Below are lines of data; give the number of them that contain "ceiling", and only that.

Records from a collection
##############################

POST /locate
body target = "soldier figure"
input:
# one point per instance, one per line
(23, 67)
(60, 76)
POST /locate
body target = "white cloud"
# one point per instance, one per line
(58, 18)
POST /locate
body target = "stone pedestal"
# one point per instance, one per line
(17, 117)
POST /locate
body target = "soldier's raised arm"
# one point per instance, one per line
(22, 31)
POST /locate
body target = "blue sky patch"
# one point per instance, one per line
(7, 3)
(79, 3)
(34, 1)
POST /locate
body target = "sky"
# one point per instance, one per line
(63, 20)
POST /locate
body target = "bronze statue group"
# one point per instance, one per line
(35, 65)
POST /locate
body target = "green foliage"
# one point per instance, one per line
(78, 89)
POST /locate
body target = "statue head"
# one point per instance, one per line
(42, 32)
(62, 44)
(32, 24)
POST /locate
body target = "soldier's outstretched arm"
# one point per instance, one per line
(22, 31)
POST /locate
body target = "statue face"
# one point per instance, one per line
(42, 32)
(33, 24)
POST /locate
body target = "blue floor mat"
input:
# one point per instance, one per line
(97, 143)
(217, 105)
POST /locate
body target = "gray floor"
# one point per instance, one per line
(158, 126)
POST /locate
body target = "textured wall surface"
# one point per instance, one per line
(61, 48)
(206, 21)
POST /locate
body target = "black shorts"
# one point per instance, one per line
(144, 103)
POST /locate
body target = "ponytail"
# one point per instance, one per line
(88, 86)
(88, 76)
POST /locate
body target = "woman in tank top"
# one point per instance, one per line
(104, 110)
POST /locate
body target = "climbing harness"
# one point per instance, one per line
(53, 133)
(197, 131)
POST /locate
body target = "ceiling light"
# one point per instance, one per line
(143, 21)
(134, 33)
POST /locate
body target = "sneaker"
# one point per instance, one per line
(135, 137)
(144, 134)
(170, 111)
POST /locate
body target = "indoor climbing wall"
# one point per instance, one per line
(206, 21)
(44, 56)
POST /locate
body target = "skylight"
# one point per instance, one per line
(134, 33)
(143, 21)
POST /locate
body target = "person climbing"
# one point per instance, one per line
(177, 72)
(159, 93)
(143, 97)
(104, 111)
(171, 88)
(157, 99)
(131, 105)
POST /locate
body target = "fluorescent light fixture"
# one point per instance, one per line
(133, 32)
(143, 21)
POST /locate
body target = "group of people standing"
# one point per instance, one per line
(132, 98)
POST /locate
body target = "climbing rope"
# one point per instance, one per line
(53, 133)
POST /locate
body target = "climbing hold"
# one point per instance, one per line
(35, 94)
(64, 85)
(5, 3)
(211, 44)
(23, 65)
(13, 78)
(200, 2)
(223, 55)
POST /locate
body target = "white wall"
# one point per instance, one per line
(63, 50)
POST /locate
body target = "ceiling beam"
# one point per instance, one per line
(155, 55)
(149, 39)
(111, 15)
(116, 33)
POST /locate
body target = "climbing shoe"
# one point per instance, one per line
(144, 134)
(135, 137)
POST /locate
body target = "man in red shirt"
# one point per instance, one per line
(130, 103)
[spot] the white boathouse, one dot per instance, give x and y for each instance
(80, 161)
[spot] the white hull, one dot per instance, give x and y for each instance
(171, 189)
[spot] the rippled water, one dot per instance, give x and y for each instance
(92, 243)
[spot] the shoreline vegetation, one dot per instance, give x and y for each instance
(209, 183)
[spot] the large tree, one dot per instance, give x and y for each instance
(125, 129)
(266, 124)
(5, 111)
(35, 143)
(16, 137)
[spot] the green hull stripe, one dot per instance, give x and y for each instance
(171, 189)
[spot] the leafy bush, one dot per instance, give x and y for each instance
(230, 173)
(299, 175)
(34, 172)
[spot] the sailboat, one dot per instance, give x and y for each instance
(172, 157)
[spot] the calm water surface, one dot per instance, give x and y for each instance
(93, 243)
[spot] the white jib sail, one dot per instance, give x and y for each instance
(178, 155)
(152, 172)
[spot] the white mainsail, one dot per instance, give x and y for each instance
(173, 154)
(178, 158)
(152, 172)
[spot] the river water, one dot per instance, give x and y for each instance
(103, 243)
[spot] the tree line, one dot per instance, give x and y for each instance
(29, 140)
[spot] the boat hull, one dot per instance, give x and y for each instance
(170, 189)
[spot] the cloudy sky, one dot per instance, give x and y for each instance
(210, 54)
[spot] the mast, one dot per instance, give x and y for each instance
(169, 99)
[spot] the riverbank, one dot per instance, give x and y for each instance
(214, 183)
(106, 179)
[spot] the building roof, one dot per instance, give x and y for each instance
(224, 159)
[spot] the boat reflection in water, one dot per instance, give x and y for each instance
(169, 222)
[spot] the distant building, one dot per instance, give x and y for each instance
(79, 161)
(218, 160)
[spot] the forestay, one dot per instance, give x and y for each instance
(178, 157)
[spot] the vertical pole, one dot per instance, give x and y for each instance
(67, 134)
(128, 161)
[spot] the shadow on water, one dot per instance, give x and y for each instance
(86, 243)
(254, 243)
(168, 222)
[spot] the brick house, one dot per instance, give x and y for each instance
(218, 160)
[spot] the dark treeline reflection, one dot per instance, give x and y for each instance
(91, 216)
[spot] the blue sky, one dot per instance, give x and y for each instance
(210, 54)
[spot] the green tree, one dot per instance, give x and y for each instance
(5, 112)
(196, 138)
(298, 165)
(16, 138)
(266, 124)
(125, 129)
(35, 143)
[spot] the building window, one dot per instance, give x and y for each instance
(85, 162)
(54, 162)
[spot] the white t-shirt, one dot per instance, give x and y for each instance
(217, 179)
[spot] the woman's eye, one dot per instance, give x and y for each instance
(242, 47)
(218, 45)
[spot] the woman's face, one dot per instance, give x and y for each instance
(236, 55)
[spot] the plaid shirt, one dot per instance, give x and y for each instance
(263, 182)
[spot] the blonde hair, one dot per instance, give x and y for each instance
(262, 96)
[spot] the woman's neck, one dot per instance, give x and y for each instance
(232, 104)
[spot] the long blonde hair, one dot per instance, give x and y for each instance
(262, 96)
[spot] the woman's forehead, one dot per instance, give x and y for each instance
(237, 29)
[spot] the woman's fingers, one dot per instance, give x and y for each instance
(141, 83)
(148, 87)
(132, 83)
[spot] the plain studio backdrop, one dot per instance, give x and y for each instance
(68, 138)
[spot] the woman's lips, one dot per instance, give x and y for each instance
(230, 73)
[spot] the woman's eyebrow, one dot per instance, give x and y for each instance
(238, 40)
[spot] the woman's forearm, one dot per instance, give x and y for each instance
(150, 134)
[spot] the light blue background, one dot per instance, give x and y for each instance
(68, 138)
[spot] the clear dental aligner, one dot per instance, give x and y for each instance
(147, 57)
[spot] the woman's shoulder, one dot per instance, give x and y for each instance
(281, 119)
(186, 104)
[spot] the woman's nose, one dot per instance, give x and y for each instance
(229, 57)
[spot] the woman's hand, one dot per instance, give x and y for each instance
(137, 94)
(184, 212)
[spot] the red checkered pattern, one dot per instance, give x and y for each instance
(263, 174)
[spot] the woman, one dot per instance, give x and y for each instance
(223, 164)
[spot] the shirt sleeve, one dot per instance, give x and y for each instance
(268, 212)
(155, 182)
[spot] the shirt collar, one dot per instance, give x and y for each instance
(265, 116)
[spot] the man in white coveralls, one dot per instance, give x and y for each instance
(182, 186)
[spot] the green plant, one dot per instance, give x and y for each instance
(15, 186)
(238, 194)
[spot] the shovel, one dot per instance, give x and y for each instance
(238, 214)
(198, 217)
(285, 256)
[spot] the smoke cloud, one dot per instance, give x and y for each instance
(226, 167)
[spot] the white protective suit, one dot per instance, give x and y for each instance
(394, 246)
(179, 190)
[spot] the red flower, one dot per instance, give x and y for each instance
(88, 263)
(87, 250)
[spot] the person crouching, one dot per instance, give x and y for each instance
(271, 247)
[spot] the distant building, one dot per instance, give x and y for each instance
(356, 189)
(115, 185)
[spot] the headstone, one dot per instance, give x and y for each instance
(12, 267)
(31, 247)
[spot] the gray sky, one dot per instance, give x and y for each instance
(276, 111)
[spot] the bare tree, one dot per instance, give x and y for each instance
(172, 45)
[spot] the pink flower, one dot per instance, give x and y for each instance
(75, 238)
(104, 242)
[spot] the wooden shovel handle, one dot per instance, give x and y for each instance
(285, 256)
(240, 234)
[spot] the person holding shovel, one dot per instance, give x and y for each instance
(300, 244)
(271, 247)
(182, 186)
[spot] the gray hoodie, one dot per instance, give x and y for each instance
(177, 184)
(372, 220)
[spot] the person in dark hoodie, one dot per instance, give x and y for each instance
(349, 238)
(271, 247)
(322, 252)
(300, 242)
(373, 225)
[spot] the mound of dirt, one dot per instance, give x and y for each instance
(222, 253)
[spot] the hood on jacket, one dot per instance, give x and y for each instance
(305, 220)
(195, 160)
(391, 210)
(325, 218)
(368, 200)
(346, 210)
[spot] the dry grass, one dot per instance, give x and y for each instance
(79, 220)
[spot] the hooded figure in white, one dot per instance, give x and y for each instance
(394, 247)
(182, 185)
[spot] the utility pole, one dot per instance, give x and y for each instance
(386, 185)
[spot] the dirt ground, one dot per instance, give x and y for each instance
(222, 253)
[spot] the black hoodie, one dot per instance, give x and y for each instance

##############################

*Result for this task*: 2